___ Material for this exercise ___
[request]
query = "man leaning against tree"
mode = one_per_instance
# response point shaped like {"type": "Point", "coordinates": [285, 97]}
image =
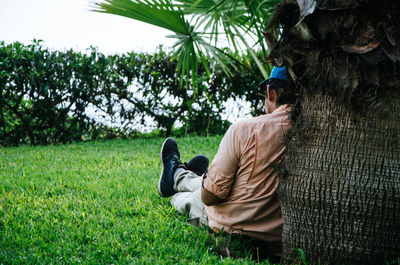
___
Instructions for the task = Find every line in the records that contains the word "Point", matching case exactly, and copy each such line.

Task output =
# response point shaped like {"type": "Point", "coordinates": [285, 97]}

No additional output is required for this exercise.